What to produce: Verbatim, and with nothing else, reproduce the data below from its first line through the line containing "Target: smiling face".

Collected data entries:
______
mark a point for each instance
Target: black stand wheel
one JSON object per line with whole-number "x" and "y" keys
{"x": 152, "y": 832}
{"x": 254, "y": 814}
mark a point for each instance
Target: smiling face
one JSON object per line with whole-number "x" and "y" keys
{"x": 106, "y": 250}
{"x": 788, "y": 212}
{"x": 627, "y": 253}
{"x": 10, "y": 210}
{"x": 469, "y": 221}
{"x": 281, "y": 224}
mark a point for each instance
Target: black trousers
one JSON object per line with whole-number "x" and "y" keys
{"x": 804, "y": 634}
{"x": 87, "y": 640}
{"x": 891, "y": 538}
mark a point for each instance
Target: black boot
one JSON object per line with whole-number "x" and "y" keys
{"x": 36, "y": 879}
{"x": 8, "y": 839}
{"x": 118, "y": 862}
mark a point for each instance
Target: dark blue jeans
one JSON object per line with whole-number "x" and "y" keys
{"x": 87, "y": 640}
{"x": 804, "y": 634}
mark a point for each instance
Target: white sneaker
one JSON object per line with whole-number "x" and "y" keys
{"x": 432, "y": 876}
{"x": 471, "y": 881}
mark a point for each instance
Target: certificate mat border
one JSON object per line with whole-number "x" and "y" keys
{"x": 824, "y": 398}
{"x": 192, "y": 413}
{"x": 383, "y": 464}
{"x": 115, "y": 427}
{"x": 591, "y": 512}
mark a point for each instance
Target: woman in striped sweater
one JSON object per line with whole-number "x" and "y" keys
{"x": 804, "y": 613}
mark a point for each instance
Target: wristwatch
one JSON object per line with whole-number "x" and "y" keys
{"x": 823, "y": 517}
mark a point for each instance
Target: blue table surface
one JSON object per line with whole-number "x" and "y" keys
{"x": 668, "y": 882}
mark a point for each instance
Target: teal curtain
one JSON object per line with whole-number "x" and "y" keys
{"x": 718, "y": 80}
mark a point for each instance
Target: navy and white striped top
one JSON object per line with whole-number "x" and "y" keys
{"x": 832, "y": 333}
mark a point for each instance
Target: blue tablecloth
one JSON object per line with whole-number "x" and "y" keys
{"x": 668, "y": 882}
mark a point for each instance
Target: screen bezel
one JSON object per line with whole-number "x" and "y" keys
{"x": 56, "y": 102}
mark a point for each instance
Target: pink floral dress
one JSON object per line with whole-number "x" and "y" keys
______
Solved exercise:
mark a point for each instance
Target: black stand wheel
one JSON object per line with whole-number "x" and "y" keys
{"x": 152, "y": 832}
{"x": 254, "y": 814}
mark a point for each instance
Target: smiling face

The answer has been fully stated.